PAGE:
↓↓↓

# center caps for 15 x 7 Ralley wheels



## Droach6498 (Nov 1, 2020)

Im looking for the center caps for 65 GTO Ralley wheels. They have them on Ames but I'll be damned if Im going to pay $330 for center caps. The same wheels on Ames are 4 for $1100 + tax and shipping. The exact ones on Amazon are 2- $137 plust the trim rings are way way cheaper on Amazon too free shipping. The lugnuts are 20 for $330 at Ames. 
Jeez WTF! I dont know are they crooks. They even say on Amazon they have teamed up with Ames selling some of there parts. I scrutinized the wheels and they are the same ones. But I have looked everwhere for the center caps even CL Tempest. Nope. Any ideas or extras I can buy?


----------



## GTOJUNIOR (Aug 7, 2011)

I too was looking for a fair-priced center cap for a display and found this seller on EPAY.
To my surprise, these are really nice and fit my need perfectly. At the time I was looking they only offered the full chrome version.
I had to paint mine, luckily you would only need to pinstripe the center.

Might check them out;








Pontiac Rallye I One Cap Chrome Stainless Steele Caps Single Cap | eBay


Find many great new & used options and get the best deals for Pontiac Rallye I One Cap Chrome Stainless Steele Caps Single Cap at the best online prices at eBay! Free shipping for many products!



www.ebay.com













Pontiac Rallye I Chrome with Painted Black Accent Caps Single Cap | eBay


Find many great new & used options and get the best deals for Pontiac Rallye I Chrome with Painted Black Accent Caps Single Cap at the best online prices at eBay! Free shipping for many products!



www.ebay.com


----------



## Droach6498 (Nov 1, 2020)

↑↑↑

RECORD EXCERPTS:

↓↓↓

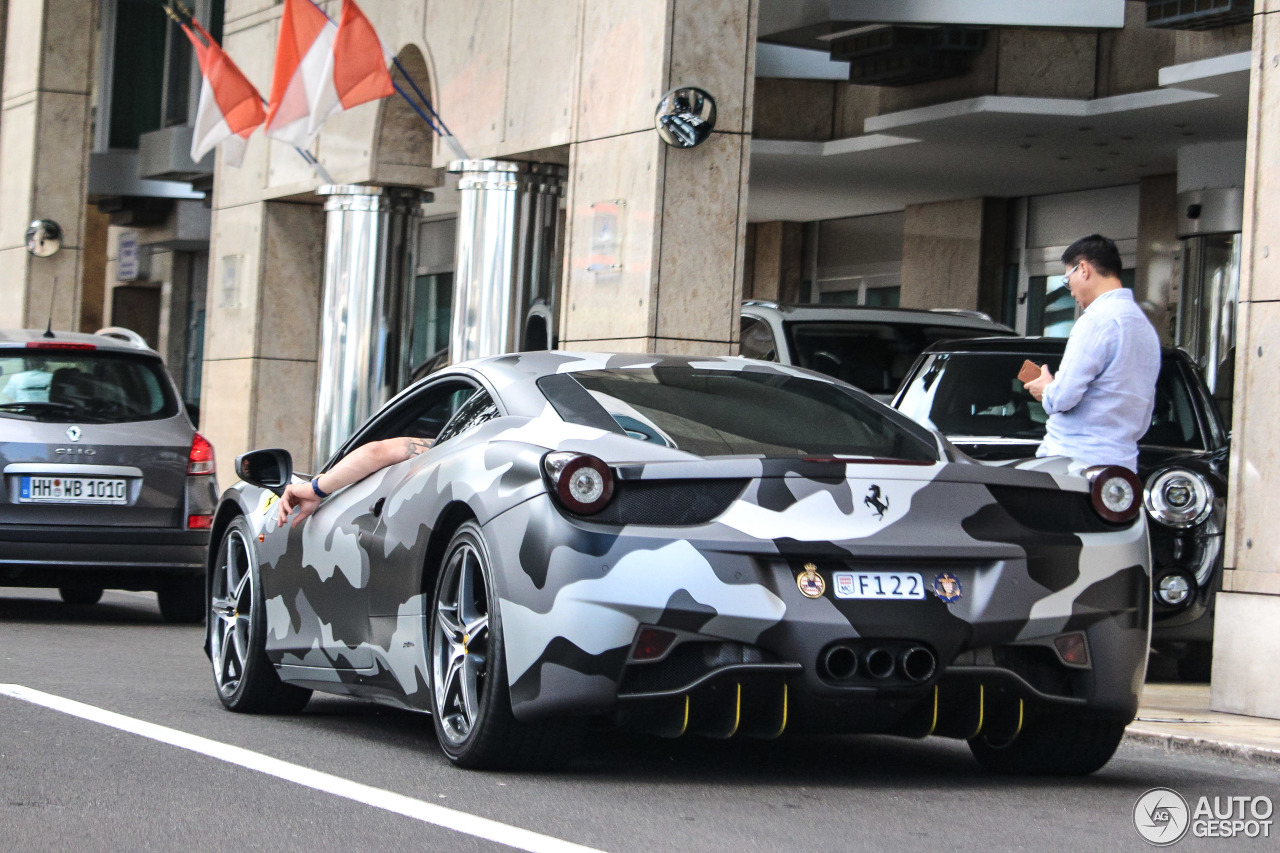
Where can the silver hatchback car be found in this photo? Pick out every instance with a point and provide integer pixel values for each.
(106, 482)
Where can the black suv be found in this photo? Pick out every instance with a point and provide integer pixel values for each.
(865, 346)
(969, 392)
(106, 482)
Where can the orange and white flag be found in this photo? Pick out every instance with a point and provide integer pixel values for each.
(229, 106)
(301, 54)
(356, 71)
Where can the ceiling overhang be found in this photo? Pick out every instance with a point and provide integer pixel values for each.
(816, 23)
(1002, 146)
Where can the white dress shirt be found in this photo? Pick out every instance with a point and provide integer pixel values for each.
(1101, 400)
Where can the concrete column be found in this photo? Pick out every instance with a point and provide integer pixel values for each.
(681, 214)
(263, 324)
(1156, 278)
(777, 264)
(954, 255)
(44, 156)
(1246, 643)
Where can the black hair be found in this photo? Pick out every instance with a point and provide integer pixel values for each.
(1096, 249)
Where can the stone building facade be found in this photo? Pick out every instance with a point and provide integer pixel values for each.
(826, 179)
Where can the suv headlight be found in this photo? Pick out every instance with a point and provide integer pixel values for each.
(1178, 498)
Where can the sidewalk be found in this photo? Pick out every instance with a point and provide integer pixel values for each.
(1176, 716)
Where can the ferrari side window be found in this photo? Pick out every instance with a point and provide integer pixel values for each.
(476, 410)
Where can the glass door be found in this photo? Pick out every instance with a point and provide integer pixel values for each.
(1206, 311)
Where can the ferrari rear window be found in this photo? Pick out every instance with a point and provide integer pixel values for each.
(731, 413)
(91, 387)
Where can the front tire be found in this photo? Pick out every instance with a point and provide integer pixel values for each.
(470, 697)
(245, 678)
(1059, 744)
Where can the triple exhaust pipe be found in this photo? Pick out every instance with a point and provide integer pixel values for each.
(842, 661)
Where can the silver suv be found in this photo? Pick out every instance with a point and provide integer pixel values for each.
(868, 347)
(106, 483)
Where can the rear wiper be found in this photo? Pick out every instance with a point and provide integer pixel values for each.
(36, 404)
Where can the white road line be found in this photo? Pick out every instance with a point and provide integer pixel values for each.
(419, 810)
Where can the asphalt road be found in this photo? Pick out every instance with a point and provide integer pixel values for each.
(356, 776)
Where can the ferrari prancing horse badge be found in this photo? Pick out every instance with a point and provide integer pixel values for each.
(809, 582)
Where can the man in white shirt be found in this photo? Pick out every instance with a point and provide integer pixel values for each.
(1101, 400)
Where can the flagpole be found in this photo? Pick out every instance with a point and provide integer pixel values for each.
(452, 141)
(447, 135)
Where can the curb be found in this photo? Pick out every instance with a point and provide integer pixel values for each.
(1203, 746)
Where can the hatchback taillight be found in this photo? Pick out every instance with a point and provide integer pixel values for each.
(201, 457)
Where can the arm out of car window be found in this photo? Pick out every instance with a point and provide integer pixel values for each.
(352, 468)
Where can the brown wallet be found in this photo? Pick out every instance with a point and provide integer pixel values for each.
(1029, 370)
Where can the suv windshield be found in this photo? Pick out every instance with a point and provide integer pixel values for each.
(725, 413)
(874, 356)
(978, 393)
(86, 386)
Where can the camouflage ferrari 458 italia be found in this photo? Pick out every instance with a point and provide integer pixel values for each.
(689, 544)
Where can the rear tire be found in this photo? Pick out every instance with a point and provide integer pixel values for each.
(470, 697)
(1059, 744)
(243, 675)
(182, 600)
(81, 594)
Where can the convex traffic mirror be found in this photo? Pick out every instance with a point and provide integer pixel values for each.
(685, 117)
(44, 237)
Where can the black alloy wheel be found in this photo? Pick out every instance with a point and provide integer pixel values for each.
(237, 632)
(470, 697)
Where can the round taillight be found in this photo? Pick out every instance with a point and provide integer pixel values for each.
(1116, 492)
(583, 483)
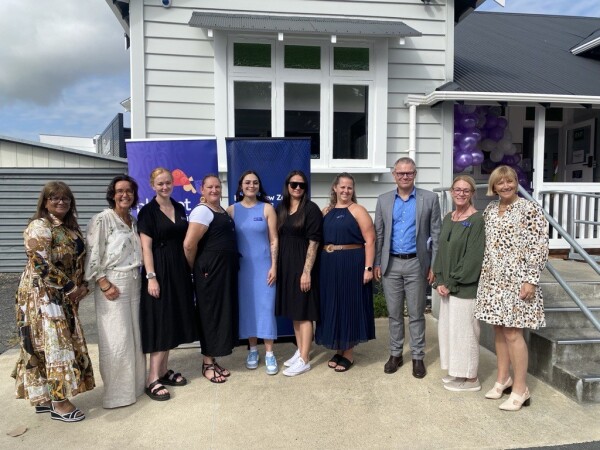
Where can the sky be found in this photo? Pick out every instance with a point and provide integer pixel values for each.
(64, 68)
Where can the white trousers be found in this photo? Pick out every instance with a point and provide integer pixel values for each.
(458, 333)
(122, 363)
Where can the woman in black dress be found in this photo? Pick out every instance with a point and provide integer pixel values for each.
(299, 224)
(210, 248)
(167, 302)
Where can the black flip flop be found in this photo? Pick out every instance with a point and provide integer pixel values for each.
(153, 388)
(335, 359)
(170, 379)
(345, 363)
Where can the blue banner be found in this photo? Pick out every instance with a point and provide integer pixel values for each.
(272, 159)
(188, 159)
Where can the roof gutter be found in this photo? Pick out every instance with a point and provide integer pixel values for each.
(502, 97)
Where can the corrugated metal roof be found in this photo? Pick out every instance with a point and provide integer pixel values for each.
(526, 53)
(300, 24)
(20, 189)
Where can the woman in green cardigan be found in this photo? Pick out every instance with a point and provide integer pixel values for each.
(457, 267)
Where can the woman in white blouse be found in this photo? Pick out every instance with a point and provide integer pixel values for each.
(114, 257)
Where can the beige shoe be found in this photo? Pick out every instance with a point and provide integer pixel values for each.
(515, 401)
(496, 392)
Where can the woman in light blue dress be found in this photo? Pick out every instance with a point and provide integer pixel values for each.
(256, 229)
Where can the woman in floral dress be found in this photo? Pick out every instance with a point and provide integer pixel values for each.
(509, 296)
(54, 363)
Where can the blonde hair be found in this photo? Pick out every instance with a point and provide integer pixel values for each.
(158, 171)
(470, 181)
(497, 175)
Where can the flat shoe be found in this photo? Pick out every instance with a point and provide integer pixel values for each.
(153, 388)
(335, 359)
(499, 389)
(344, 363)
(515, 401)
(73, 416)
(170, 379)
(41, 409)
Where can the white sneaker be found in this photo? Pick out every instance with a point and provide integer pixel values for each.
(298, 368)
(463, 386)
(290, 362)
(447, 379)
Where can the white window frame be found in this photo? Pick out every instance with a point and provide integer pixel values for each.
(376, 78)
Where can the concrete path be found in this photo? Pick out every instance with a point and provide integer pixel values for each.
(363, 408)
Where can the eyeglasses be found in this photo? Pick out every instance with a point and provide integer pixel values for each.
(405, 174)
(461, 191)
(57, 200)
(297, 184)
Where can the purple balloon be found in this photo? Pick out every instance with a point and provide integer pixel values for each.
(502, 122)
(467, 143)
(496, 133)
(468, 121)
(463, 159)
(478, 157)
(476, 133)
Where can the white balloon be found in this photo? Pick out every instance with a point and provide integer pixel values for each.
(496, 155)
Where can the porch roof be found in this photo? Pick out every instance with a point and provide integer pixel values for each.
(523, 58)
(306, 24)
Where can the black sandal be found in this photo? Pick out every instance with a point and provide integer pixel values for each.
(344, 363)
(173, 379)
(222, 371)
(216, 373)
(335, 359)
(153, 388)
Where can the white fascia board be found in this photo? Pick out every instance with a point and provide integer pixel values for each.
(441, 96)
(585, 47)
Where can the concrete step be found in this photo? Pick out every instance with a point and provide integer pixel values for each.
(567, 359)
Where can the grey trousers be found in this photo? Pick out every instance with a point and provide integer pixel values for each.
(403, 281)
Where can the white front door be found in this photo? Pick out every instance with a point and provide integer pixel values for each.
(579, 152)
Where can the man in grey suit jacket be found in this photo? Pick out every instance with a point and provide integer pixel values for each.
(407, 225)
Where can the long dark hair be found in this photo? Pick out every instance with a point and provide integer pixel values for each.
(283, 210)
(261, 196)
(58, 189)
(111, 190)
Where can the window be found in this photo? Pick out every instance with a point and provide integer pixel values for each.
(336, 94)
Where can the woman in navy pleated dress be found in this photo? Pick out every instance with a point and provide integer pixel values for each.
(256, 231)
(346, 275)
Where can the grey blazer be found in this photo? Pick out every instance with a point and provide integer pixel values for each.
(429, 223)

↑↑↑

REQUIRED TASK 1: From the thread about Rallye wheel center caps, repeat word for word the passage between "I too was looking" and "full chrome version.", inclusive.
REQUIRED TASK 2: Go on with the thread about Rallye wheel center caps from the point where it stops.

FINAL ANSWER 1:
I too was looking for a fair-priced center cap for a display and found this seller on EPAY.
To my surprise, these are really nice and fit my need perfectly. At the time I was looking they only offered the full chrome version.

FINAL ANSWER 2:
GTOJUNIOR said:


> I too was looking for a fair-priced center cap for a display and found this seller on EPAY.
> To my surprise, these are really nice and fit my need perfectly. At the time I was looking they only offered the full chrome version.
> I had to paint mine, luckily you would only need to pinstripe the center.
> 
> ...


that looks real nice thats exactly what Im going to do sorry if I copy you. Did you have the wheels? Or did you get them from Amazon 2-$137 is very reasonable
What year is your car? I did see them on Ebay was reluctant to buy as I didnt know for sure they would fit the 15 x 7 wheel and
returning on Ebay isnt like Amazon.
Great idea god I love this Forum.
And thanks to all you folks that have given me info on the PS conversion I never would have thought to replace the rag joint.
Thanks bro!!
DR


----------



## Droach6498 (Nov 1, 2020)

GTOJUNIOR said:


> I too was looking for a fair-priced center cap for a display and found this seller on EPAY.
> To my surprise, these are really nice and fit my need perfectly. At the time I was looking they only offered the full chrome version.
> I had to paint mine, luckily you would only need to pinstripe the center.
> 
> ...


Well I looked all over Ebay. No can find, plenty with the Chevy crest or GMC but not those. Maybe you bought the last. Do you have the receipt as who the seller was. I'll try Amazon


----------



## GTOJUNIOR (Aug 7, 2011)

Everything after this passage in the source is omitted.